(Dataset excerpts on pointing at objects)
□ □ □ □ □

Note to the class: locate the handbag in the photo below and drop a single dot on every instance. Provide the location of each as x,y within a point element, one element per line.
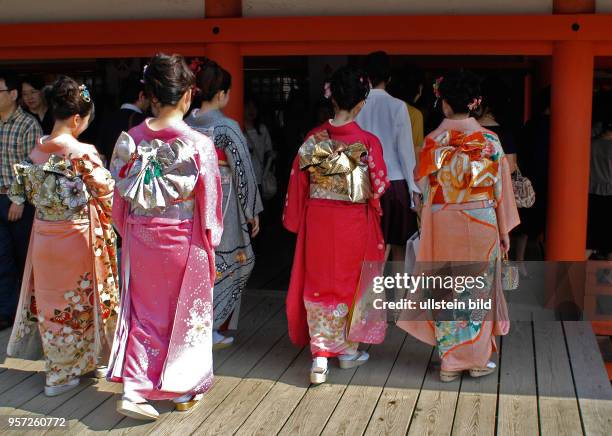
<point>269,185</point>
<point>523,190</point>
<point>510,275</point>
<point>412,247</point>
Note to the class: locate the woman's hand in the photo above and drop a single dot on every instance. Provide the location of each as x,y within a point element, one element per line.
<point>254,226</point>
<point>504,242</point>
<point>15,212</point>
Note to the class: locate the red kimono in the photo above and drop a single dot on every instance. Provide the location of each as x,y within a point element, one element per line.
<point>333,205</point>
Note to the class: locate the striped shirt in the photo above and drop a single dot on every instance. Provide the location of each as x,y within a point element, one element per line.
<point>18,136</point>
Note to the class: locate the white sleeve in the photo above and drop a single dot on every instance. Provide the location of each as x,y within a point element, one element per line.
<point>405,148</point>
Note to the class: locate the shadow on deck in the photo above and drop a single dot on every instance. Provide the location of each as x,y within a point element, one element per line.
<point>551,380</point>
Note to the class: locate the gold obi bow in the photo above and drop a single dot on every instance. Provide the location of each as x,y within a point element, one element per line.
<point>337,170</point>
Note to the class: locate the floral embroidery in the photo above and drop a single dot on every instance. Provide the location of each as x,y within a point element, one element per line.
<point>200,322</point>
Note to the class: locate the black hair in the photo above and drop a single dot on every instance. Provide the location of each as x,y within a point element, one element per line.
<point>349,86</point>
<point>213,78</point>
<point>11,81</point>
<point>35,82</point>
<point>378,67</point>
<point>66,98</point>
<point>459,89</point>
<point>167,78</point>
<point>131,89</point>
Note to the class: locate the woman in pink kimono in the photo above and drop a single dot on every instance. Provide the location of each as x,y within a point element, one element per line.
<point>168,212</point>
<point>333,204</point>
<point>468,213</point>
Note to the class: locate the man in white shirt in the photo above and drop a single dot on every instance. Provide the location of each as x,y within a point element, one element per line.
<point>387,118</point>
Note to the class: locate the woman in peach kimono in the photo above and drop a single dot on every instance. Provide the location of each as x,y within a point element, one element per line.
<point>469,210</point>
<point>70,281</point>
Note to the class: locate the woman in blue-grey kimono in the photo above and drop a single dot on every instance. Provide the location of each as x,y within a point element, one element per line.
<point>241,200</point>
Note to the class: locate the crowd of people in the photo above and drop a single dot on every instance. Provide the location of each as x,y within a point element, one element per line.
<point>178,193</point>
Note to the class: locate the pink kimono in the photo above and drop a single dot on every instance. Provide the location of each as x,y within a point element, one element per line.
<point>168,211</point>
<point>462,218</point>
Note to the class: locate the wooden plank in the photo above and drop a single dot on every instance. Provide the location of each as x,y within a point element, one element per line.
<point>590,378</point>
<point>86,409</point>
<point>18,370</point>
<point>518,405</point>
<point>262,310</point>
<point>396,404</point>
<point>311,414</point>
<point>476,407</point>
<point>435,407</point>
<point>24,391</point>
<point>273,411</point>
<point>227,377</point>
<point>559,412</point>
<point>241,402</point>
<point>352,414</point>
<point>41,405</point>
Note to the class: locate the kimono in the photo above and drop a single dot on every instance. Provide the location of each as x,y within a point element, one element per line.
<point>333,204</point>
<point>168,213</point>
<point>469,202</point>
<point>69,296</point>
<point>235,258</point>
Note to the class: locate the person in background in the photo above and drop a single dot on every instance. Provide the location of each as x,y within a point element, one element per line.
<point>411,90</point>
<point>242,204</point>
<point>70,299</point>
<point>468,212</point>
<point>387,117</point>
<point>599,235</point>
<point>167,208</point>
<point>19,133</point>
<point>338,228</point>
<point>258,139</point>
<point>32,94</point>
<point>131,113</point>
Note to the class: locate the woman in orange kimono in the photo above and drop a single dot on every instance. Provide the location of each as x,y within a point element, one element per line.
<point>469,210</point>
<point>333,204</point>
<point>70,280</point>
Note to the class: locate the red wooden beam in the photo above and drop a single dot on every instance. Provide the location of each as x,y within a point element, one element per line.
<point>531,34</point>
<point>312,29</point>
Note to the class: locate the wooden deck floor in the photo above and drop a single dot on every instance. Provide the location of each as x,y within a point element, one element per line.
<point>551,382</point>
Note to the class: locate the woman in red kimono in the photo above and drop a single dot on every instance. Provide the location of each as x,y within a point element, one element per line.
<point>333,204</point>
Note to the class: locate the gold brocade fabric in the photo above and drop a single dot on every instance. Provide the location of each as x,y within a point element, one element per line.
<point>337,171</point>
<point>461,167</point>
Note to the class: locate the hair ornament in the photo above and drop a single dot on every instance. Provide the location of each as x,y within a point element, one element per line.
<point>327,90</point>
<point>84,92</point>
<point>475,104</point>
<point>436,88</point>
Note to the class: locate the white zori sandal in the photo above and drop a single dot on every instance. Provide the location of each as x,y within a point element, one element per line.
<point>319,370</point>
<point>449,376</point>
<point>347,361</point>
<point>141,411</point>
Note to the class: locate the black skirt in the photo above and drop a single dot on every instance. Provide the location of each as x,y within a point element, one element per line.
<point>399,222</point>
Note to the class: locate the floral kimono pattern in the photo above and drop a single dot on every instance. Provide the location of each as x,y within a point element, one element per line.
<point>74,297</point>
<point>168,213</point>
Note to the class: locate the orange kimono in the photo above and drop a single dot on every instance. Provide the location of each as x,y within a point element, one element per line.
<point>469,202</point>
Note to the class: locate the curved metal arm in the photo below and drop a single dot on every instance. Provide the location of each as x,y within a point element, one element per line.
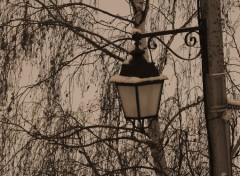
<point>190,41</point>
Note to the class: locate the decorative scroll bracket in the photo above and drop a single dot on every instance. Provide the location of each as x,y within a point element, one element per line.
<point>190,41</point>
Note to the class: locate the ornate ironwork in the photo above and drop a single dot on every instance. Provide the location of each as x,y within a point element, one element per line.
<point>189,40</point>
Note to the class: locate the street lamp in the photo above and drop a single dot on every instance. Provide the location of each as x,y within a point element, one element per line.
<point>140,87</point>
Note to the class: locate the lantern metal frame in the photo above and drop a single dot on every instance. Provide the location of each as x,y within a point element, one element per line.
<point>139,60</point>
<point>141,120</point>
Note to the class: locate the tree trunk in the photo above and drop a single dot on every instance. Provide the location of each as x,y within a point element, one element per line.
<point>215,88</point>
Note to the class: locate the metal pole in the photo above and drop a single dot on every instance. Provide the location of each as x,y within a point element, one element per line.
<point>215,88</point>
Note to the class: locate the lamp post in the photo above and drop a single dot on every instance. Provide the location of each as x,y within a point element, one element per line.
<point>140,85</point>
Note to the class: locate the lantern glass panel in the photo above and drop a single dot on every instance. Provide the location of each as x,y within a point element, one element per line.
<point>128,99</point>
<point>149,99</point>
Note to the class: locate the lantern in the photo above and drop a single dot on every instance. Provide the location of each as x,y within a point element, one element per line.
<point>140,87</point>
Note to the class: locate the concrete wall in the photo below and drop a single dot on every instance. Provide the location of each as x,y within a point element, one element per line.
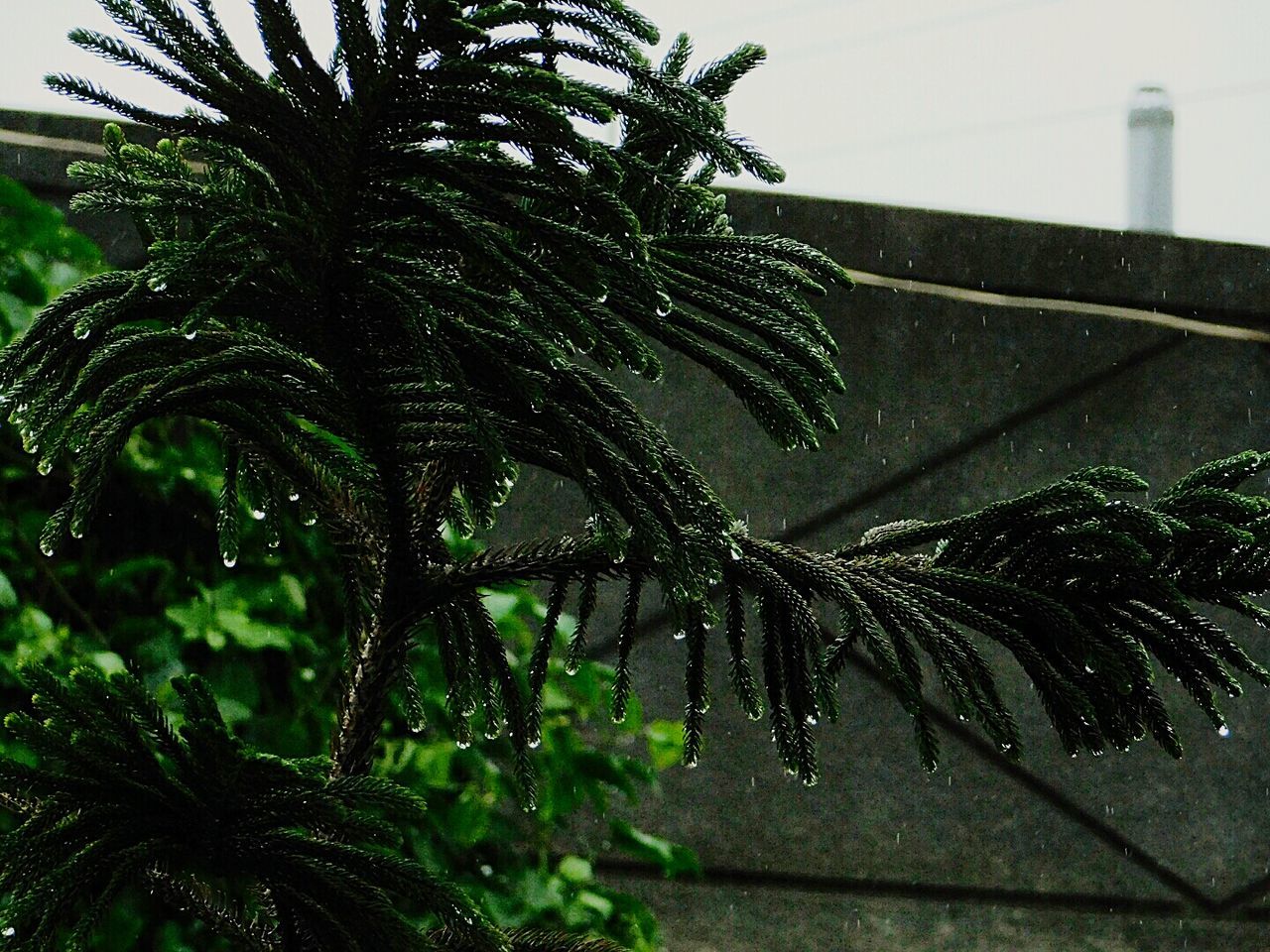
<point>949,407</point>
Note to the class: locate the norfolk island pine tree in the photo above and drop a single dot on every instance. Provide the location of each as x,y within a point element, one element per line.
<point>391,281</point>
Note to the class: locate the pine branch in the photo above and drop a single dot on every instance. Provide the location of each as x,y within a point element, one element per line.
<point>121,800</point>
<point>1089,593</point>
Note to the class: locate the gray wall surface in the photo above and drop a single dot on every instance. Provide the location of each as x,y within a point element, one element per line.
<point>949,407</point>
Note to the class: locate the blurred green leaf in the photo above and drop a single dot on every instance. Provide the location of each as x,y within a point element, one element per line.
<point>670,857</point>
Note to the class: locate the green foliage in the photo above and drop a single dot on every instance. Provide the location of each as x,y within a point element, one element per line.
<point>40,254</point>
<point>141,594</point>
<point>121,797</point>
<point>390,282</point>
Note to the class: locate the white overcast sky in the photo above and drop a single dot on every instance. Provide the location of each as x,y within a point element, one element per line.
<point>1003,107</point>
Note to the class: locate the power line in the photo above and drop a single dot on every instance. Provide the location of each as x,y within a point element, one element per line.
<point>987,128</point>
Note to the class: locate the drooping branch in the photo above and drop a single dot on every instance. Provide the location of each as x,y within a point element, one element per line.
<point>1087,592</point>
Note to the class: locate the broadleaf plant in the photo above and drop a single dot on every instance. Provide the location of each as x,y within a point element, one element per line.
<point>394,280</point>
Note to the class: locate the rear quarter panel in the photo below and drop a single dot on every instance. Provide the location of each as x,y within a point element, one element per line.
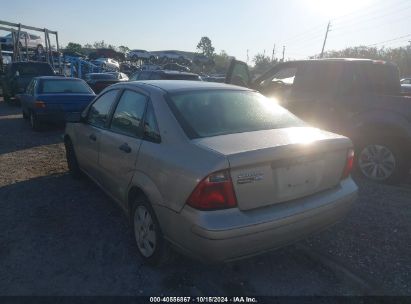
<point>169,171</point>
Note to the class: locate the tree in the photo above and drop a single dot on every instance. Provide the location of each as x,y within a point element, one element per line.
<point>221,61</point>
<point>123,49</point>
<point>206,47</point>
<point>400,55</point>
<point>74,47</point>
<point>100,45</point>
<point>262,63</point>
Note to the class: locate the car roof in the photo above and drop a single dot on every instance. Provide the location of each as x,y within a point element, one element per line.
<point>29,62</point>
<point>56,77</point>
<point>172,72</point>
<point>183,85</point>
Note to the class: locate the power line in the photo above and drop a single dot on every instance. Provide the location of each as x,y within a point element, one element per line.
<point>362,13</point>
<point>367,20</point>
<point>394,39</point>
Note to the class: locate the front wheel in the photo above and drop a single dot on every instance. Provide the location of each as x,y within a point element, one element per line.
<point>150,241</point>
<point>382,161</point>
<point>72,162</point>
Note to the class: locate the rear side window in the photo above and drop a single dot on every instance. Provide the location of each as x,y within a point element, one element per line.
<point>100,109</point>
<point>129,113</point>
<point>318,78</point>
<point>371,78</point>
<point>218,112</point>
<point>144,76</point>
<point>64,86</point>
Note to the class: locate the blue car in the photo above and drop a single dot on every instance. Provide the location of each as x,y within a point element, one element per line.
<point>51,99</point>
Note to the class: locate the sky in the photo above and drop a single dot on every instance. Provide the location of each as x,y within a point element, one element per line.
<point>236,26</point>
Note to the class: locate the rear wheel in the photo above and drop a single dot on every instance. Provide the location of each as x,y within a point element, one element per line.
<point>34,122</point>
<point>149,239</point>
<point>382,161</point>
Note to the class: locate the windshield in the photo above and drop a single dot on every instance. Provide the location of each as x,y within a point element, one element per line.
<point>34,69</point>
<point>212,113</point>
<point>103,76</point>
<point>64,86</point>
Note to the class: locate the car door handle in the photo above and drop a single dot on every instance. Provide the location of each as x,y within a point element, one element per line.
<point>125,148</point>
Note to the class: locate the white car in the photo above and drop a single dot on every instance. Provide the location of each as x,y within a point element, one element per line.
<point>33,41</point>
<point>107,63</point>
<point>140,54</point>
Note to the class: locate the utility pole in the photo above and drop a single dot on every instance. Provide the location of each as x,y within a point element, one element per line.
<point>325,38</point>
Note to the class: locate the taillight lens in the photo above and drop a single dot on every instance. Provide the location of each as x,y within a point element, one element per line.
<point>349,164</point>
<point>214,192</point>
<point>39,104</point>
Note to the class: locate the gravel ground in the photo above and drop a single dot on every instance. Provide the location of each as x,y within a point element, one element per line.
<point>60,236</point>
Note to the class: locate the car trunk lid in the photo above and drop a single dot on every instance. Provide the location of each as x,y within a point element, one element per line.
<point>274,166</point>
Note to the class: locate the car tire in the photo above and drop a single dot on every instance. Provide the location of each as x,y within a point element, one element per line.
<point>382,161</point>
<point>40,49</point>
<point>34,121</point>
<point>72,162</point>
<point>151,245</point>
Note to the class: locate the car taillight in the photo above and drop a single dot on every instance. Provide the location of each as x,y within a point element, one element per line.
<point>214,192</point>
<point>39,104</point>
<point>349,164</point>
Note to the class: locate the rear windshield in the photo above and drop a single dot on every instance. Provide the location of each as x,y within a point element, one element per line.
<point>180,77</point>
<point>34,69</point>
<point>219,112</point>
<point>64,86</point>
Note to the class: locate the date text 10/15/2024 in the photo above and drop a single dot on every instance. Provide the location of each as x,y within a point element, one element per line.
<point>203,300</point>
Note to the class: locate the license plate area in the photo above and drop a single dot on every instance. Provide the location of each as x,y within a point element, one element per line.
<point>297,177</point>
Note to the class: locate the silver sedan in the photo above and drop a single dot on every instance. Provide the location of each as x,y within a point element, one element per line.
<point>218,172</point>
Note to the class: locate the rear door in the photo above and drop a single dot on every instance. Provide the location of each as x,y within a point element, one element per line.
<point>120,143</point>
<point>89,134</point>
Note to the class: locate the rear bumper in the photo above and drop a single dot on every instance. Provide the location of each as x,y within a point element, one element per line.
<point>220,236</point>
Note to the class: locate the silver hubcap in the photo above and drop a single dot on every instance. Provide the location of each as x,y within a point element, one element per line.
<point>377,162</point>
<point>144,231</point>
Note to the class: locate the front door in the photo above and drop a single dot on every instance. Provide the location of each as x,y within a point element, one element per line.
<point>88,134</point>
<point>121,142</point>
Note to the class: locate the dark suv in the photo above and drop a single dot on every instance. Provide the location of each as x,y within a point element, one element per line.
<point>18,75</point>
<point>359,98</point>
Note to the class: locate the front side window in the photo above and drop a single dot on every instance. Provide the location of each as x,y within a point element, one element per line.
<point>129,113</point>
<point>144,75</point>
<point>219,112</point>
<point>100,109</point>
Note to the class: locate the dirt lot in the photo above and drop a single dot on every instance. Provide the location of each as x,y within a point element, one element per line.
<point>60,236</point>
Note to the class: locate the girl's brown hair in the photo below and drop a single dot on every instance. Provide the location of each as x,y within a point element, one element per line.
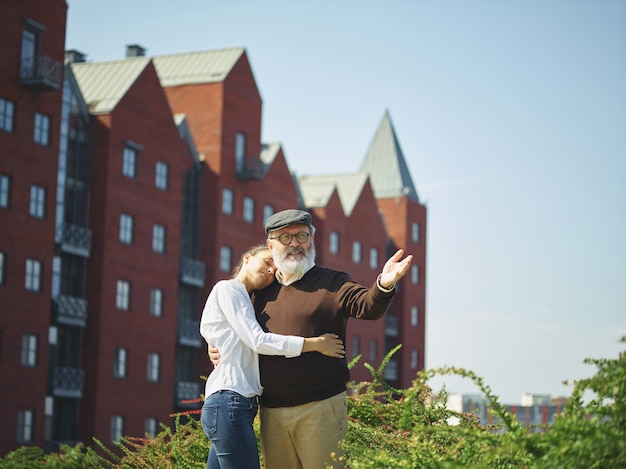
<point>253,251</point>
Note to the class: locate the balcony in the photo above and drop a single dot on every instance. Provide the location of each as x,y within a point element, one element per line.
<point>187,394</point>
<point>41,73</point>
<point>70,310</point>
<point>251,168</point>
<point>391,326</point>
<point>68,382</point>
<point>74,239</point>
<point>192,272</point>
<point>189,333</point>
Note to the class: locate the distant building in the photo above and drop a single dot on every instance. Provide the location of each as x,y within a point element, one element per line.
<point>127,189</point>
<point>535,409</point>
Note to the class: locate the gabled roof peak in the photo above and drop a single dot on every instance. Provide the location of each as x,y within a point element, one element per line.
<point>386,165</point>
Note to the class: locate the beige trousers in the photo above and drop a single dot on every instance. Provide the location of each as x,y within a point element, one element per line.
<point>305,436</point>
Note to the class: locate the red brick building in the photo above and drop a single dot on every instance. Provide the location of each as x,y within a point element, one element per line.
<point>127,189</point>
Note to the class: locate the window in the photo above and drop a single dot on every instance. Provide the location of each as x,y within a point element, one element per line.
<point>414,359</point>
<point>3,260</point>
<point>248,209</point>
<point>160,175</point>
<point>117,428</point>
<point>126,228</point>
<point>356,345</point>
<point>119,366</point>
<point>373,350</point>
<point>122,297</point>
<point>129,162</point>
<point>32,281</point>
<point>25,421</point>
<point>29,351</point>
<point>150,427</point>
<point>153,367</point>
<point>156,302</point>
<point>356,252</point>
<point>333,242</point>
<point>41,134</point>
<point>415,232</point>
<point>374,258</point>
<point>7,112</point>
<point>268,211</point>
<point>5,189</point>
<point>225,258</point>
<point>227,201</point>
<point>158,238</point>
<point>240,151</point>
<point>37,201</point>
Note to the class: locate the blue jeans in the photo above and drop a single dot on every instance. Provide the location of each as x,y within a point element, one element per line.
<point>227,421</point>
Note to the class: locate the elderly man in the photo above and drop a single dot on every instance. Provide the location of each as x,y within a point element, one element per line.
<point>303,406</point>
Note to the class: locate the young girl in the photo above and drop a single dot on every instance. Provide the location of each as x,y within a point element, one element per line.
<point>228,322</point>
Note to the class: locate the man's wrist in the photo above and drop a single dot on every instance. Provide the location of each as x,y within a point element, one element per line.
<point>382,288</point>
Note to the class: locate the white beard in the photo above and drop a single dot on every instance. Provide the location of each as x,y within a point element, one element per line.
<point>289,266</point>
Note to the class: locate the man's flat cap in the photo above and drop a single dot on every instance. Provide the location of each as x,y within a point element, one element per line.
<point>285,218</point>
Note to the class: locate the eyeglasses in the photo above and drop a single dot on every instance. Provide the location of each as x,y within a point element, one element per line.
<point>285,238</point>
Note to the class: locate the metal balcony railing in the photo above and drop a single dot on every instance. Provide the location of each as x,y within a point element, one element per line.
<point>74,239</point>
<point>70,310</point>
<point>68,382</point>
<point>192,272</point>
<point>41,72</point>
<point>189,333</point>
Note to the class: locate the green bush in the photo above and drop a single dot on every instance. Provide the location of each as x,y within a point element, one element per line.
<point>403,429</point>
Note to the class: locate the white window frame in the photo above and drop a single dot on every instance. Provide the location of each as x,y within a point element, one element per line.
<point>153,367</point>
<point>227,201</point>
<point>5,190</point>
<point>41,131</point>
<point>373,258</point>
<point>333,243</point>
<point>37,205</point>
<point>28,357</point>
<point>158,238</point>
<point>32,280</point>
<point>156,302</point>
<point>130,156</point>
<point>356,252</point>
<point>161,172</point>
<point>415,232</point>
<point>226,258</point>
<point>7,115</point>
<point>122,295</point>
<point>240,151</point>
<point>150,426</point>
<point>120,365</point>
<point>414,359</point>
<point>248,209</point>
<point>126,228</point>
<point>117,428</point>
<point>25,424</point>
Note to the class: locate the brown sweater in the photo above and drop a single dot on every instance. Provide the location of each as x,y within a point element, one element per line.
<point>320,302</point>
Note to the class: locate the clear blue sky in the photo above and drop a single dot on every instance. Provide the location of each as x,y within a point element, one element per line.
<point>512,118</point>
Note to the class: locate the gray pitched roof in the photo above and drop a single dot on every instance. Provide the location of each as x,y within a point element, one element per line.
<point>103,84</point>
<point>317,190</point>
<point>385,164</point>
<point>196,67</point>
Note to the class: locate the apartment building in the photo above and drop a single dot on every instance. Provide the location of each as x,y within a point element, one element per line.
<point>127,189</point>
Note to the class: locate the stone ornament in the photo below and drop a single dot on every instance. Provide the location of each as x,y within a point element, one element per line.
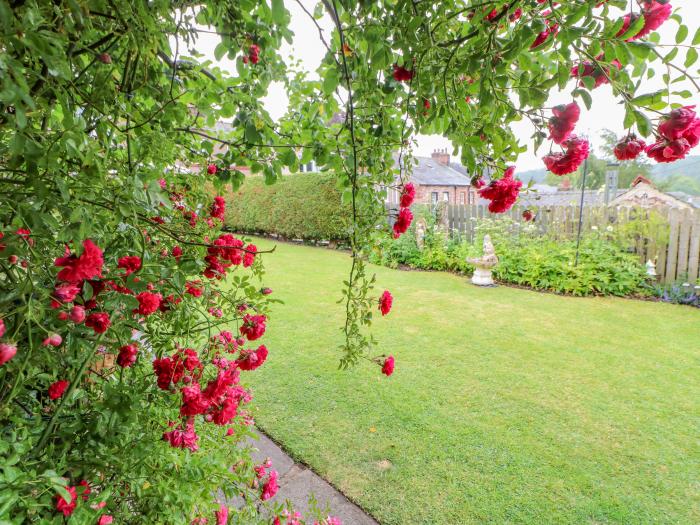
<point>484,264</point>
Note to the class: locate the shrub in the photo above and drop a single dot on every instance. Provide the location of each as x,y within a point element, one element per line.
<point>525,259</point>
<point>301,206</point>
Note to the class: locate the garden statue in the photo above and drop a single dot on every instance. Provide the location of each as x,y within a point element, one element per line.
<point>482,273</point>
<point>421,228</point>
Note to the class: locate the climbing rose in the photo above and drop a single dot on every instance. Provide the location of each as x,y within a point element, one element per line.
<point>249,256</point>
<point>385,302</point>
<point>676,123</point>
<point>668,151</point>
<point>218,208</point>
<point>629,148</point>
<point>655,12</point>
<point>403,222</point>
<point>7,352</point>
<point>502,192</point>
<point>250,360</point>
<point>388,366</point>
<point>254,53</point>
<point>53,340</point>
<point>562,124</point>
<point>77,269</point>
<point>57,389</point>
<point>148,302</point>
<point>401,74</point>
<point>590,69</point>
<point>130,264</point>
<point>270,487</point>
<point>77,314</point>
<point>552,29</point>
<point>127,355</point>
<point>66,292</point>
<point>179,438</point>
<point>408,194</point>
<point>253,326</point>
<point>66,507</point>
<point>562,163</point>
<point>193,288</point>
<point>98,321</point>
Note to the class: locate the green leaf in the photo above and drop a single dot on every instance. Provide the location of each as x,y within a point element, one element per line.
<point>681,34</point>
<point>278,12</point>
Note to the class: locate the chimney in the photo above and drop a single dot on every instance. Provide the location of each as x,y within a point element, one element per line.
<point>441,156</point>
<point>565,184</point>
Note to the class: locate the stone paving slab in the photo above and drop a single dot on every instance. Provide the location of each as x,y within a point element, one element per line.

□ □ □ □ □

**WHAT THE TASK REQUIRES:** Could you rewrite the lines that open with the one containing "Note to the class: locate the person" and close with the one containing "<point>70,299</point>", swapping "person in background" for "figure in the background" and leaving everything else untouched?

**REPLY:**
Note to the class: locate the figure in the background in the photo above and drop a single dot on every instance. Provide the location of each as x,y within a point element, one element per line.
<point>411,90</point>
<point>242,204</point>
<point>70,299</point>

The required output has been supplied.